▶ [EXTRACTED TEXT]:
--------

Hop Festival, Faversham, Kent
added: 8 Sep 2013
// gig date: 31 Aug 2013
reviewer: Rob Barnett
The annual Hop festival rolled into town bringing two days of top live bands, morris dancers, hop rings on heads, and amiably bustling tudor streets. The festival celebrates the traditions of old, when out of towners descended on Kent to work the hop fields. Here and now and in its 24th year, the hops are indulged as fancy headwear, and guzzled by the pint courtesy of the local brewery and sponsors, Shepherd Neame.
As a brand new resident of the town (and county), I was afforded the luxury of strolling ten minutes to the heart of the weekend’s festivities. Without a plan, I entered the ‘hip’ hop hub via the acoustic stage. There, I was greeted by the cheery folk fiddling of the Atlantic Currents as they orchestrated smiles on faces and a bounce in the step.

--------

▶ [AVAILABLE DATA]:

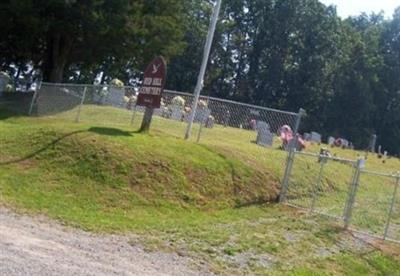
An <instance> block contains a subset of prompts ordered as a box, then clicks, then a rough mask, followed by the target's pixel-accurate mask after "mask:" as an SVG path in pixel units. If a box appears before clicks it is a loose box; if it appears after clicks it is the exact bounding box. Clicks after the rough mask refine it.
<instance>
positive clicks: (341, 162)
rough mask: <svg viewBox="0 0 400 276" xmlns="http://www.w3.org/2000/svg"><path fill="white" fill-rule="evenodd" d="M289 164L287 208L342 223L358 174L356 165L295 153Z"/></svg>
mask: <svg viewBox="0 0 400 276" xmlns="http://www.w3.org/2000/svg"><path fill="white" fill-rule="evenodd" d="M292 162H293V164H292V168H291V172H288V173H289V174H290V175H289V176H288V178H287V181H288V183H287V190H286V195H285V202H286V204H288V205H290V206H293V207H296V208H301V209H305V210H308V211H309V212H310V213H318V214H323V215H326V216H329V217H333V218H336V219H339V220H343V221H344V218H345V216H346V212H347V210H348V208H347V207H348V201H349V200H350V199H351V195H352V192H353V191H352V190H353V187H354V180H355V177H356V174H357V161H354V160H346V159H341V158H336V157H330V156H325V155H318V154H311V153H303V152H294V153H293V158H292Z"/></svg>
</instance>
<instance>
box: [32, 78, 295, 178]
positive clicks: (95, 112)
mask: <svg viewBox="0 0 400 276" xmlns="http://www.w3.org/2000/svg"><path fill="white" fill-rule="evenodd" d="M136 99H137V90H136V89H135V88H133V87H114V86H104V85H76V84H50V83H42V85H41V87H40V89H38V90H37V92H36V93H35V96H34V99H33V101H32V105H31V109H30V113H31V114H32V115H36V116H43V117H46V118H57V119H58V120H65V122H72V121H75V122H81V123H82V124H96V125H106V126H108V127H110V126H120V127H131V128H133V129H139V128H140V124H141V121H142V118H143V114H144V111H145V108H144V107H140V106H136ZM193 100H194V96H193V95H192V94H189V93H183V92H177V91H169V90H166V91H164V93H163V96H162V102H161V107H160V108H159V109H155V110H154V116H153V122H152V125H151V130H152V131H153V132H155V133H160V134H168V135H172V136H175V137H178V138H183V137H184V136H185V131H186V129H187V125H188V120H189V118H190V116H191V112H192V111H191V108H192V105H193ZM300 118H301V114H300V113H294V112H286V111H281V110H276V109H271V108H266V107H260V106H255V105H249V104H243V103H239V102H234V101H229V100H224V99H218V98H213V97H207V96H201V97H200V100H199V102H198V107H197V112H196V114H195V116H194V125H193V128H192V133H191V134H192V135H191V139H192V140H193V141H197V142H201V143H202V144H206V145H209V146H215V147H219V148H222V149H224V150H228V151H230V152H231V153H234V154H238V155H240V154H242V156H246V157H249V158H251V159H253V160H251V161H255V162H256V163H258V164H259V165H261V166H266V167H267V168H270V169H271V171H275V172H278V173H279V174H280V175H282V174H283V170H284V168H285V162H286V157H287V152H286V151H284V150H282V141H281V139H280V137H279V135H280V133H279V129H280V128H281V127H282V126H287V127H288V128H291V129H292V130H293V132H294V133H296V132H297V129H298V127H299V124H300ZM276 180H277V182H280V176H279V177H277V179H276Z"/></svg>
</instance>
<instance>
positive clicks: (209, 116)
mask: <svg viewBox="0 0 400 276" xmlns="http://www.w3.org/2000/svg"><path fill="white" fill-rule="evenodd" d="M214 122H215V119H214V117H213V116H211V115H210V116H208V118H207V121H206V128H213V127H214Z"/></svg>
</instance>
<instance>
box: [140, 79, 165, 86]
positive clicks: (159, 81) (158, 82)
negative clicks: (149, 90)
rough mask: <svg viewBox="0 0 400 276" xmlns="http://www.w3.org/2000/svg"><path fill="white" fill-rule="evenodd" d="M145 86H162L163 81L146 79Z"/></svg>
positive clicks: (156, 79)
mask: <svg viewBox="0 0 400 276" xmlns="http://www.w3.org/2000/svg"><path fill="white" fill-rule="evenodd" d="M143 84H144V85H147V86H149V85H153V86H162V79H161V78H145V79H144V81H143Z"/></svg>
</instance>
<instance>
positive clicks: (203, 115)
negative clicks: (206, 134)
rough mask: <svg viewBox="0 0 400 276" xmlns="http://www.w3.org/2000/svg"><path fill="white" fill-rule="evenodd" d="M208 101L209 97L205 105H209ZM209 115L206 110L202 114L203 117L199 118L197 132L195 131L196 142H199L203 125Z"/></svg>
mask: <svg viewBox="0 0 400 276" xmlns="http://www.w3.org/2000/svg"><path fill="white" fill-rule="evenodd" d="M209 103H210V97H208V98H207V106H208V105H209ZM209 116H210V114H208V113H207V112H206V113H204V114H203V118H201V121H200V128H199V132H198V133H197V140H196V142H197V143H199V142H200V138H201V133H202V131H203V127H204V126H205V125H206V123H207V120H208V117H209Z"/></svg>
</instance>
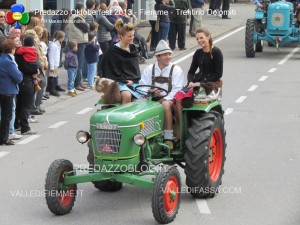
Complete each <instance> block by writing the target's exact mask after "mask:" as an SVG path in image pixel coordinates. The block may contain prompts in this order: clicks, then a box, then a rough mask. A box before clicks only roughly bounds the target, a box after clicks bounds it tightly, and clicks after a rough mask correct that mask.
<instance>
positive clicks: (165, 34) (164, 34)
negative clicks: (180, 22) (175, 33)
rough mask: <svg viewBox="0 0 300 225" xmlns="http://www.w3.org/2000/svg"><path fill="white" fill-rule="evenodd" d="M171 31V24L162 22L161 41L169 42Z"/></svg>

--------

Reproduce word for word the stretch of the Hop Festival review above from "Hop Festival, Faversham, Kent" through "in the step.".

▶ [WRITTEN ANSWER]:
Hop Festival, Faversham, Kent
added: 8 Sep 2013
// gig date: 31 Aug 2013
reviewer: Rob Barnett
The annual Hop festival rolled into town bringing two days of top live bands, morris dancers, hop rings on heads, and amiably bustling tudor streets. The festival celebrates the traditions of old, when out of towners descended on Kent to work the hop fields. Here and now and in its 24th year, the hops are indulged as fancy headwear, and guzzled by the pint courtesy of the local brewery and sponsors, Shepherd Neame.
As a brand new resident of the town (and county), I was afforded the luxury of strolling ten minutes to the heart of the weekend’s festivities. Without a plan, I entered the ‘hip’ hop hub via the acoustic stage. There, I was greeted by the cheery folk fiddling of the Atlantic Currents as they orchestrated smiles on faces and a bounce in the step.